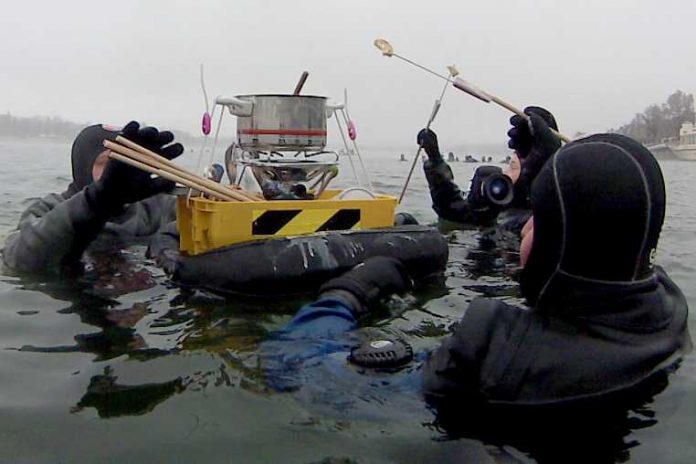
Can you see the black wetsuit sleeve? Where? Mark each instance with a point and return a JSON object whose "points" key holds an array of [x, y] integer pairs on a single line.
{"points": [[453, 370], [52, 235], [449, 202]]}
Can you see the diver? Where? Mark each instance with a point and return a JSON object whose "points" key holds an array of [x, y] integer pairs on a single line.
{"points": [[533, 144], [602, 321], [108, 205]]}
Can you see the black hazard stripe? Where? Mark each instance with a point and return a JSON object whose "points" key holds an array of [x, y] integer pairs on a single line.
{"points": [[344, 219], [271, 222]]}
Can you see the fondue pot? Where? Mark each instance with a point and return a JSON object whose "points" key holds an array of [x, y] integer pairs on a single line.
{"points": [[278, 122]]}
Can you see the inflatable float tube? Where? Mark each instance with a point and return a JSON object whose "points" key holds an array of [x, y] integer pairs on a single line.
{"points": [[299, 265]]}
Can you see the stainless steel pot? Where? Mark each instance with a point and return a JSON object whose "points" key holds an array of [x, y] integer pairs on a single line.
{"points": [[279, 122]]}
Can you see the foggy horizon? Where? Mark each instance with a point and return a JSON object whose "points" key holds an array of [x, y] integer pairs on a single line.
{"points": [[594, 65]]}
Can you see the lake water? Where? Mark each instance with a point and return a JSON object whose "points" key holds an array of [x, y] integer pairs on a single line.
{"points": [[149, 374]]}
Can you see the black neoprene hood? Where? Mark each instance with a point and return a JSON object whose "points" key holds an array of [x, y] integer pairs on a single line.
{"points": [[598, 206], [86, 147]]}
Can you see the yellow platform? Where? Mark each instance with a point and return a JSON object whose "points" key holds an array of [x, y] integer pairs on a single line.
{"points": [[206, 224]]}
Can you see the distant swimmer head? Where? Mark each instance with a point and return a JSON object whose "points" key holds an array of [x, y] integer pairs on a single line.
{"points": [[85, 150], [598, 206]]}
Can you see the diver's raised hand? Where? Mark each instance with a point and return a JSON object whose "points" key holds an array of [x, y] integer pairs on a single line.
{"points": [[544, 144], [522, 138], [428, 140], [121, 184]]}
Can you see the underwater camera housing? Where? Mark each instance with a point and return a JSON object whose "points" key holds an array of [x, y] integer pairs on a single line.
{"points": [[491, 187], [497, 189]]}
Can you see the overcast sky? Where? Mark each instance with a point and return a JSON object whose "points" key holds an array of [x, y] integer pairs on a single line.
{"points": [[594, 64]]}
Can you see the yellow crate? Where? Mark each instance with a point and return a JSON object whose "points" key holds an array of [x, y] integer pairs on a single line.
{"points": [[205, 224]]}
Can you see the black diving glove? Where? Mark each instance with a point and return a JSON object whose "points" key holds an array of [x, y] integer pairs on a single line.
{"points": [[367, 283], [521, 137], [544, 144], [428, 140], [121, 184]]}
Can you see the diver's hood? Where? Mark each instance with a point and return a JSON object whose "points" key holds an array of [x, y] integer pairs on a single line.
{"points": [[598, 206], [86, 147]]}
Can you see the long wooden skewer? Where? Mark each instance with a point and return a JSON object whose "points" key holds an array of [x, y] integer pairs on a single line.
{"points": [[156, 161], [168, 175], [177, 168], [153, 163]]}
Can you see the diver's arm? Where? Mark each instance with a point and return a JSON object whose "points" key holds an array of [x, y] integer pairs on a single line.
{"points": [[449, 202], [329, 316], [52, 235], [344, 298], [453, 370]]}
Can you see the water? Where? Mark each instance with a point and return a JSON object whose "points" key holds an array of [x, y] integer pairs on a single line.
{"points": [[143, 373]]}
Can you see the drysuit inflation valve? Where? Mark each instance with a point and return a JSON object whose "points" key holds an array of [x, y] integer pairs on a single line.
{"points": [[381, 353]]}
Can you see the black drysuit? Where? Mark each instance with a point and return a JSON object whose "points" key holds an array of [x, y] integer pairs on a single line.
{"points": [[54, 232], [603, 318]]}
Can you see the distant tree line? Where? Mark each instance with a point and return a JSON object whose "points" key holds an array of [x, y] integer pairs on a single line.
{"points": [[53, 126], [660, 122], [37, 126]]}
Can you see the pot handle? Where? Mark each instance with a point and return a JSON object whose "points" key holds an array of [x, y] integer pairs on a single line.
{"points": [[237, 106]]}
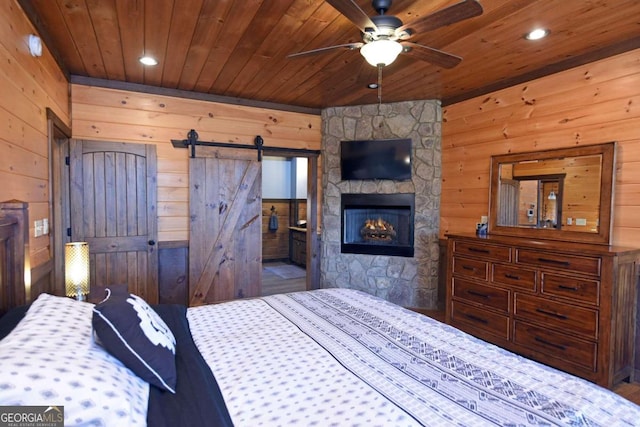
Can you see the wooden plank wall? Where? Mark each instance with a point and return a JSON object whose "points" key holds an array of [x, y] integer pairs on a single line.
{"points": [[591, 104], [117, 115], [28, 86]]}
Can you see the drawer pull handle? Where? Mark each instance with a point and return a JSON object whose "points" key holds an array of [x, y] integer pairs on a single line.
{"points": [[476, 318], [550, 313], [543, 341], [568, 288], [478, 294], [484, 251], [553, 261]]}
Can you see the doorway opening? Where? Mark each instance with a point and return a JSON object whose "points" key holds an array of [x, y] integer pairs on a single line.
{"points": [[284, 224]]}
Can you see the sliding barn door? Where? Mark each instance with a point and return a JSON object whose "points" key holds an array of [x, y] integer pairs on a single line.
{"points": [[113, 208], [225, 236]]}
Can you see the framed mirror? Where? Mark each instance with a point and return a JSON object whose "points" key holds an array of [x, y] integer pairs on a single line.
{"points": [[561, 194]]}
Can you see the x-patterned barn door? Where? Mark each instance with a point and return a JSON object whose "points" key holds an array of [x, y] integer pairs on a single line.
{"points": [[225, 237]]}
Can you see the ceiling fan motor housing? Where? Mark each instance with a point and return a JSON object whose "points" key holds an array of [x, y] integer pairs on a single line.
{"points": [[381, 6]]}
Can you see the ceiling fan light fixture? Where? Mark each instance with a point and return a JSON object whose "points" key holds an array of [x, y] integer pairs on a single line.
{"points": [[381, 52]]}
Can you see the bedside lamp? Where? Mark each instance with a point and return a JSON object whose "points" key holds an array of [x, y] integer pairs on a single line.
{"points": [[76, 271]]}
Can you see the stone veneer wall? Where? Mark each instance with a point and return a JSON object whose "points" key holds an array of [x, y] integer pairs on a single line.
{"points": [[410, 282]]}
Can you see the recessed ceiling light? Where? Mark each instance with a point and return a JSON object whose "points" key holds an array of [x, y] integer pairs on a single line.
{"points": [[147, 60], [537, 34]]}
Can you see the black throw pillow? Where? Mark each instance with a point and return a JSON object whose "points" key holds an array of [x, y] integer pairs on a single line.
{"points": [[130, 330]]}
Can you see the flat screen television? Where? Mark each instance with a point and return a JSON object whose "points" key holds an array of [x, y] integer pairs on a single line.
{"points": [[376, 159]]}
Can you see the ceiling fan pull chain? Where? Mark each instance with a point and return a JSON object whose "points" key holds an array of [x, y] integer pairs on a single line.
{"points": [[380, 84]]}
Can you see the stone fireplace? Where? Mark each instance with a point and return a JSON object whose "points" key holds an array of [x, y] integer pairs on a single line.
{"points": [[377, 224], [409, 279]]}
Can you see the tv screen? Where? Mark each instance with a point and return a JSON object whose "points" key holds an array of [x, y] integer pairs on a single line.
{"points": [[376, 159]]}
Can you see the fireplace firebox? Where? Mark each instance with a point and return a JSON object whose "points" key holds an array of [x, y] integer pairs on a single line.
{"points": [[377, 224]]}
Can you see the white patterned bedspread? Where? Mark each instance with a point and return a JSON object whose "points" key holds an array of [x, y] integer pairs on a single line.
{"points": [[343, 357]]}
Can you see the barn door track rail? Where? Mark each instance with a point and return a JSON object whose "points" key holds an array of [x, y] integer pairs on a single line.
{"points": [[192, 141]]}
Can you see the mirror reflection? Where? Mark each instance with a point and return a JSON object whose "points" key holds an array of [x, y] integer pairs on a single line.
{"points": [[561, 193]]}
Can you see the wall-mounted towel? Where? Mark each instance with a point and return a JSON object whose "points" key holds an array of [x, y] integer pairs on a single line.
{"points": [[273, 221]]}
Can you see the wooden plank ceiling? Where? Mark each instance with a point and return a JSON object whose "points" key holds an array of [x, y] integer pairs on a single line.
{"points": [[239, 48]]}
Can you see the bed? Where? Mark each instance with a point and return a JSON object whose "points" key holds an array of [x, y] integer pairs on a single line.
{"points": [[324, 357]]}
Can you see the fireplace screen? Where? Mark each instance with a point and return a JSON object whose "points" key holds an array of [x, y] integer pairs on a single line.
{"points": [[377, 224]]}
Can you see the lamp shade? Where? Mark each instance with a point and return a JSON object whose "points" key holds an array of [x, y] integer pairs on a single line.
{"points": [[381, 52], [76, 270]]}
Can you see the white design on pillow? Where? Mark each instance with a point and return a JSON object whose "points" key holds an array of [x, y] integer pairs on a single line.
{"points": [[152, 325]]}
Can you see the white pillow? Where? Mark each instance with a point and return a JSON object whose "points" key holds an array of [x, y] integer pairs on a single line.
{"points": [[51, 359]]}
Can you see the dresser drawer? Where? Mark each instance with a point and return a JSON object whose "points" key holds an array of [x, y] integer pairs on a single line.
{"points": [[470, 268], [584, 290], [565, 348], [483, 251], [480, 322], [514, 277], [561, 316], [485, 295], [570, 263]]}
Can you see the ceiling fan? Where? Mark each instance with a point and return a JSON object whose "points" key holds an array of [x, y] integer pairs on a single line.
{"points": [[384, 36]]}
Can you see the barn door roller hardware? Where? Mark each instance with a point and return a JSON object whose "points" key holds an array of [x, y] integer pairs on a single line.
{"points": [[192, 141]]}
==================================================
**SHORT EXERCISE**
Locate "Can you see the lamp" in the data above. Then repeat, exactly, its line and each line after it through the last, adding nothing.

**ANSWER**
Can you see the lamp shade? Where? Mark each instance with a point and return a JSON object whose "points" key holds an array of [x, y] integer pairs on a single line.
{"points": [[381, 52], [76, 270]]}
Can you see the white design on pillow? Where? Mark each instance with a point and return a JSON object whose "points" key holds an array of [x, y] integer pairs on a single line.
{"points": [[152, 325]]}
Can you see the white pillow? Where? Mark each instance with a point and return a JSON object whose "points" key holds an array of [x, y] integer pairs on a single line.
{"points": [[51, 359]]}
Can you see the dresser drawer? Where? Mark each instance with a point and return a JSON object whose "points" key holds an array of [x, y] integer pairs on a single line.
{"points": [[470, 268], [584, 290], [565, 348], [483, 251], [480, 322], [514, 277], [561, 316], [485, 295], [570, 263]]}
Can you see the ceiling fan? Where? Mark each instance with a point and return a JSON object whose "points" key holds an array of [x, y] integer pairs on a single line.
{"points": [[384, 36]]}
Can you see the barn door roller hardware? Where? Mark each instance with a point and return a JSON object whose "points" key holds an array of [x, y] integer pairs on a single line.
{"points": [[192, 141]]}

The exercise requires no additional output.